Backtracing Innovation

What are the most influential United States patents?

This blog was written as part of the CS-401 Applied Data Analysis course at EPFL, taught in the autumn of 2017.

The purpose of this blog is to present an analysis of the patent citations provided by the patentsview.org website of the United States Patent and Trademark Office (USPTO).

The content of this blog is intentionally high-level. Please refer to our jupyter notebook, if you are interested in viewing a more thorough and complete analysis.

What is a patent and what are the above mentioned citations?

The USTPO defines a patent as a property right granted by the Government of the United States of America to an inventor “to exclude others from making, using, offering for sale, or selling the invention throughout the United States or importing the invention into the United States” for a limited time in exchange for public disclosure of the invention when the patent is granted.

The process of obtaining a patent from the USPTO is a lengthy and rigorous procedure. While applying for a patent a list of cited patents must be provided. From patentsview.org we got the complete list of all patent citations from 1976 up to 2016.

How can a list of citations be analyzed?

An important subject in mathematics is the field of graph theory. The introductory paragraph of the Wikipedia article on graph theory says the following:

In mathematics, graph theory is the study of graphs, which are mathematical structures used to model pairwise relations between objects. A graph in this context is made up of vertices, nodes, or points which are connected by edges, arcs, or lines. A graph may be undirected, meaning that there is no distinction between the two vertices associated with each edge, or its edges may be directed from one vertex to another

In our model the nodes are represented by patents and the edges by citations. Our citations graph is directed, because it is important that one node cites the other and not vice versa.

What was the goal of this project?

## GIVEN DATA
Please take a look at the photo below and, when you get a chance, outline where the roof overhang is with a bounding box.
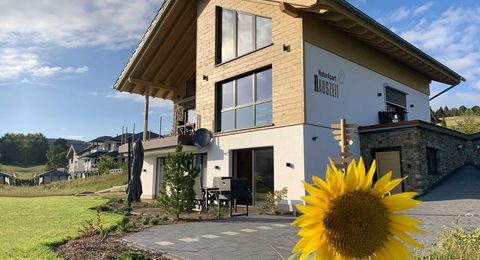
[280,0,465,85]
[114,0,197,100]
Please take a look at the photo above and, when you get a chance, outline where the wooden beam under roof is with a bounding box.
[128,78,176,95]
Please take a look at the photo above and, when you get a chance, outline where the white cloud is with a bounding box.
[400,7,480,96]
[413,1,433,15]
[105,90,173,109]
[379,1,433,23]
[0,48,88,83]
[0,0,163,49]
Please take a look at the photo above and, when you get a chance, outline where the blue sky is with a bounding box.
[0,0,480,140]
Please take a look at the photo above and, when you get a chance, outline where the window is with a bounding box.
[217,68,272,132]
[385,87,407,112]
[217,8,272,63]
[427,147,439,174]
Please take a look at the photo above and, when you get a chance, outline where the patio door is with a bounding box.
[233,147,274,206]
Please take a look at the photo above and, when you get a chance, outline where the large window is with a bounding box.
[217,69,272,132]
[217,8,272,63]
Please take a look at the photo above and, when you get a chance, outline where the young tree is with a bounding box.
[159,145,200,219]
[47,138,68,169]
[97,156,120,175]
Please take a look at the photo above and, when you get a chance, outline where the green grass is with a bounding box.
[0,196,121,259]
[0,174,127,197]
[0,164,46,179]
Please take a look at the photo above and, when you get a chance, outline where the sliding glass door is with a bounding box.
[233,147,274,206]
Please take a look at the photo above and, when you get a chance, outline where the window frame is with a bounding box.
[427,147,441,175]
[215,6,273,66]
[215,66,273,133]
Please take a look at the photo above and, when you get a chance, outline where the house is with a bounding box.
[67,143,91,173]
[35,170,70,184]
[0,172,11,185]
[114,0,464,208]
[67,131,159,178]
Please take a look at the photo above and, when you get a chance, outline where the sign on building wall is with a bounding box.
[304,42,430,127]
[313,69,345,98]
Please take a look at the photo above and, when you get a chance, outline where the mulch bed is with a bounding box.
[55,234,165,260]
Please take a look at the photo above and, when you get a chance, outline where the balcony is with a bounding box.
[378,111,407,124]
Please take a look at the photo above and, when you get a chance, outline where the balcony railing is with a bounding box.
[378,111,407,124]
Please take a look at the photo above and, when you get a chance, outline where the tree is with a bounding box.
[452,109,480,134]
[159,145,200,219]
[97,156,120,175]
[47,138,69,169]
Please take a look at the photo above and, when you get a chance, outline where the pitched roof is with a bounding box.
[37,170,69,177]
[88,135,112,143]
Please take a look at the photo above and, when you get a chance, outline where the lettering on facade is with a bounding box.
[313,70,344,98]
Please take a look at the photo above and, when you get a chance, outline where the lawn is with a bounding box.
[0,174,127,197]
[0,164,46,179]
[0,196,121,259]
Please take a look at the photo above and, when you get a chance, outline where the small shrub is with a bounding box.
[117,250,147,260]
[151,218,160,225]
[417,226,480,260]
[78,210,106,238]
[142,216,151,225]
[262,187,288,215]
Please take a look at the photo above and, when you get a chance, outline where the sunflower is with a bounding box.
[292,158,423,260]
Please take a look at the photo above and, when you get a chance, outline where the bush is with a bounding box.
[417,226,480,260]
[117,250,147,260]
[159,145,199,219]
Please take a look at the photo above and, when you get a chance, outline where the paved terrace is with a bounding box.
[123,166,480,260]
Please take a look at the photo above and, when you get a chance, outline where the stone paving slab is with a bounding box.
[122,216,298,260]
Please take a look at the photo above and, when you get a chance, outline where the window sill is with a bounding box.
[214,123,275,136]
[215,43,273,68]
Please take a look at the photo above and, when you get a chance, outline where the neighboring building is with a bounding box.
[35,170,70,184]
[0,172,11,185]
[67,131,159,178]
[114,0,463,208]
[67,143,91,173]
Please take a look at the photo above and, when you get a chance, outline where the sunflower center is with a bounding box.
[323,191,390,258]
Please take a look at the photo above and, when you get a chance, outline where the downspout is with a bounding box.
[428,77,466,101]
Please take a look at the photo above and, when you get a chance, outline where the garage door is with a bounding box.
[375,151,402,193]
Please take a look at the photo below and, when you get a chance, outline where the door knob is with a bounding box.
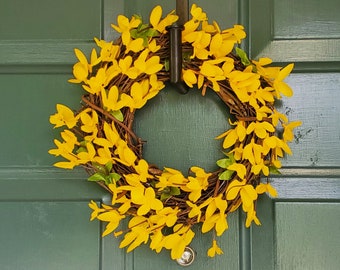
[176,247,195,266]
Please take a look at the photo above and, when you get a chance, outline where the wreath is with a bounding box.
[49,4,301,259]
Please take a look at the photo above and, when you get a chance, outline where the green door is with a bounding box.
[0,0,340,270]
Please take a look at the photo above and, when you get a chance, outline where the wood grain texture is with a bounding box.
[275,202,340,270]
[249,0,340,66]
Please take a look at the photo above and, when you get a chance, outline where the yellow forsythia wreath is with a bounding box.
[49,4,300,259]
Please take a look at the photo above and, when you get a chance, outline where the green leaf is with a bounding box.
[269,166,281,174]
[160,193,171,201]
[111,110,124,122]
[105,161,113,174]
[109,173,121,183]
[170,187,181,196]
[87,173,107,182]
[235,47,251,66]
[164,59,170,71]
[76,146,87,154]
[218,170,234,180]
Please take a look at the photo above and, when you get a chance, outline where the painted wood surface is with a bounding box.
[0,0,340,270]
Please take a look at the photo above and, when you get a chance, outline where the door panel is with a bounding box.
[0,0,340,270]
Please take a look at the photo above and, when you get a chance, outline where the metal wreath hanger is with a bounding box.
[169,0,189,94]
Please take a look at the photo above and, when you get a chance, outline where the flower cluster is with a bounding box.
[49,4,301,259]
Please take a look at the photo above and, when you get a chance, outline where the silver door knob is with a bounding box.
[176,247,195,266]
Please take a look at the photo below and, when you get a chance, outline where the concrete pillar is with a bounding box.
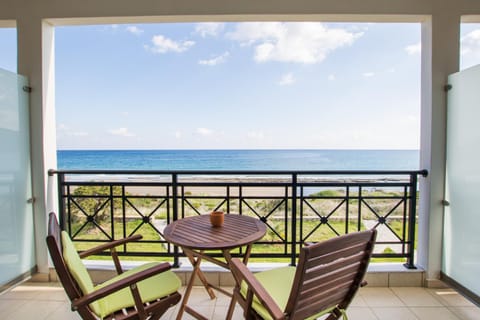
[417,12,461,286]
[17,16,56,273]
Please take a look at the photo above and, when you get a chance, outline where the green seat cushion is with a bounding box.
[240,267,346,320]
[240,267,296,319]
[62,231,182,318]
[95,262,182,317]
[61,231,100,314]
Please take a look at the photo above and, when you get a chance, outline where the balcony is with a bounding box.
[0,282,480,320]
[50,170,427,269]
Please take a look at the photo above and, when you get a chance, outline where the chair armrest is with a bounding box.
[231,258,285,319]
[72,262,171,310]
[79,234,142,259]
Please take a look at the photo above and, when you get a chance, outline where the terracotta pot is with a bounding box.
[210,211,224,227]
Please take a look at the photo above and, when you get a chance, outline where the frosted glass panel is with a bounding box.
[442,66,480,295]
[0,69,35,287]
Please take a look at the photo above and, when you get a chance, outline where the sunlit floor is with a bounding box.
[0,282,480,320]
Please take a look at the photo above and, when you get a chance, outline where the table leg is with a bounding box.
[222,244,252,320]
[176,249,215,320]
[183,249,215,299]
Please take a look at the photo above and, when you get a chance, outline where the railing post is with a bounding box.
[290,173,297,266]
[404,173,417,269]
[172,173,180,268]
[49,170,66,232]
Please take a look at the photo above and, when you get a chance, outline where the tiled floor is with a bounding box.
[0,282,480,320]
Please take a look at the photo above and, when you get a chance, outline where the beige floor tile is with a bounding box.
[212,306,243,320]
[361,288,404,307]
[46,303,81,320]
[182,287,221,307]
[179,306,215,320]
[7,300,65,320]
[350,290,367,307]
[449,306,480,320]
[426,289,480,306]
[372,307,418,320]
[0,295,28,319]
[347,307,378,320]
[410,307,460,320]
[391,287,443,307]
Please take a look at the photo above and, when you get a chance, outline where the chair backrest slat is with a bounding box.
[47,212,81,301]
[285,230,376,319]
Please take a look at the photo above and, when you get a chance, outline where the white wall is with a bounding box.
[0,0,480,279]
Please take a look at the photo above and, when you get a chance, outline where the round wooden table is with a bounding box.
[163,214,266,320]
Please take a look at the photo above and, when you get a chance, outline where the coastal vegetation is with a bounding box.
[69,186,416,261]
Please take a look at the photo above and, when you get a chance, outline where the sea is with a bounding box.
[57,149,419,171]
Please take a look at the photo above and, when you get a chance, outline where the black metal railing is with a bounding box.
[49,170,427,268]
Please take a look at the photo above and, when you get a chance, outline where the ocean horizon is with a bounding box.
[57,149,419,171]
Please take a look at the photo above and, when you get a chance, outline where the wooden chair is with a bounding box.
[231,230,376,320]
[47,213,181,320]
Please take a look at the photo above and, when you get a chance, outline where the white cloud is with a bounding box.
[247,131,265,140]
[228,22,363,64]
[197,128,213,136]
[461,29,480,56]
[145,34,195,53]
[57,123,88,137]
[405,42,422,55]
[195,22,225,38]
[198,51,230,66]
[278,73,297,86]
[70,131,88,137]
[126,26,143,36]
[108,128,135,137]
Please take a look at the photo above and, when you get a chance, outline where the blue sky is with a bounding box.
[0,22,480,149]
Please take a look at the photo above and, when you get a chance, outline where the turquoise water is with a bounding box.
[57,150,419,170]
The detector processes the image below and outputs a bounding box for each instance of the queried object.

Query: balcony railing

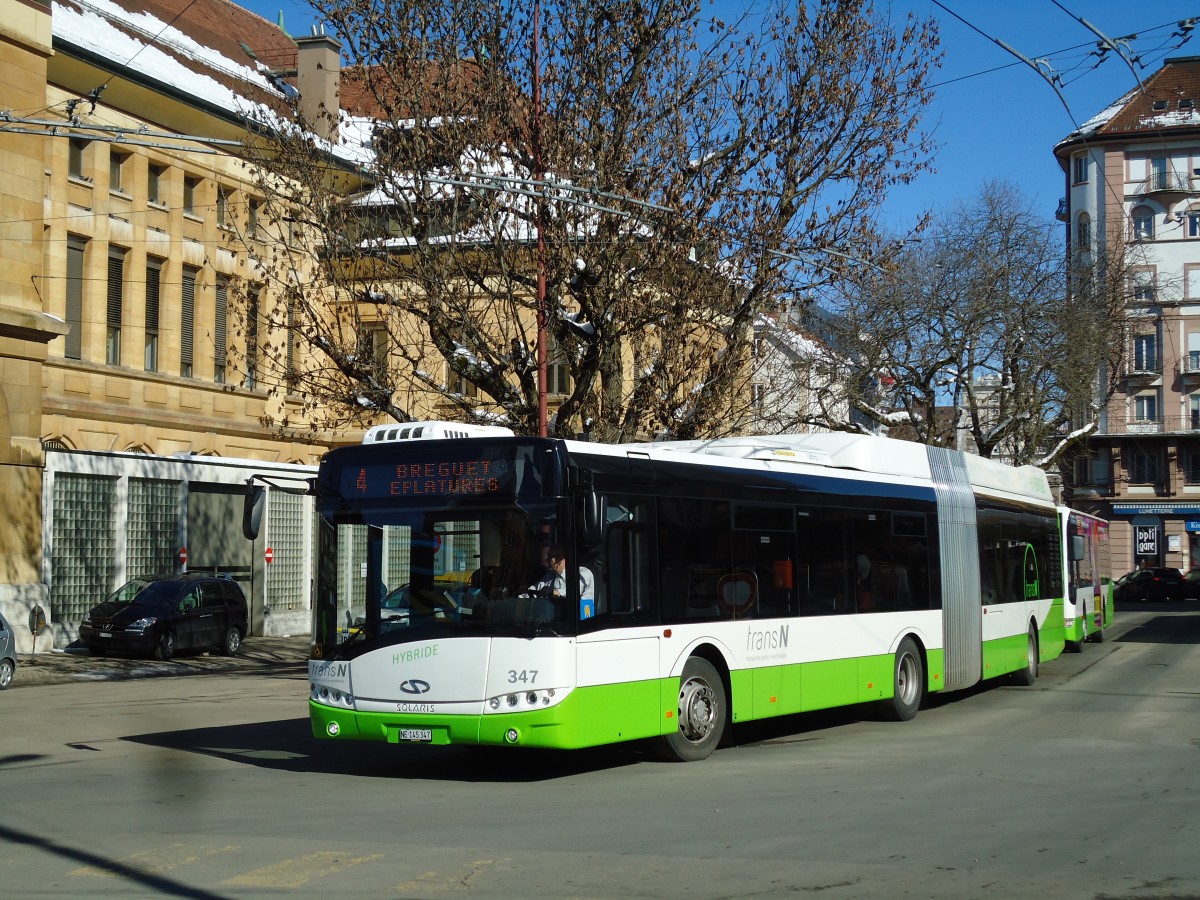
[1096,410,1200,434]
[1126,356,1163,378]
[1134,172,1192,197]
[1180,350,1200,376]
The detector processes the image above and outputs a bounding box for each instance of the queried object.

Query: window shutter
[212,278,229,367]
[108,250,125,328]
[64,236,88,359]
[179,266,197,377]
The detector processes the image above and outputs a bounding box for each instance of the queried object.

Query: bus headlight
[484,688,565,713]
[308,683,354,709]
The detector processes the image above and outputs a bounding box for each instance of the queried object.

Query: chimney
[296,25,342,140]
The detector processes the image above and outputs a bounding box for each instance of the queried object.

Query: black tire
[878,637,925,722]
[221,625,241,656]
[1013,625,1038,688]
[654,656,730,762]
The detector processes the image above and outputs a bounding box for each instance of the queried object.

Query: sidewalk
[12,636,308,690]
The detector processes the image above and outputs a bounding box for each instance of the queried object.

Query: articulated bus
[1058,506,1115,653]
[295,424,1066,761]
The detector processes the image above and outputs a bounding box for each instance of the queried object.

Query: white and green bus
[308,424,1064,760]
[1058,506,1116,653]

## AIM 1
In the patent citations blog, which years does the complete list of citations from patentsview.org cover?
## AIM 2
From the patent citations blog, copy the stretch from "An important subject" through "not vice versa." word for word.
The records were taken from a different source than the blog.

## EXERCISE ANSWER 1
From 1976 up to 2016.

## EXERCISE ANSWER 2
An important subject in mathematics is the field of graph theory. The introductory paragraph of the Wikipedia article on graph theory says the following:

In mathematics, graph theory is the study of graphs, which are mathematical structures used to model pairwise relations between objects. A graph in this context is made up of vertices, nodes, or points which are connected by edges, arcs, or lines. A graph may be undirected, meaning that there is no distinction between the two vertices associated with each edge, or its edges may be directed from one vertex to another

In our model the nodes are represented by patents and the edges by citations. Our citations graph is directed, because it is important that one node cites the other and not vice versa.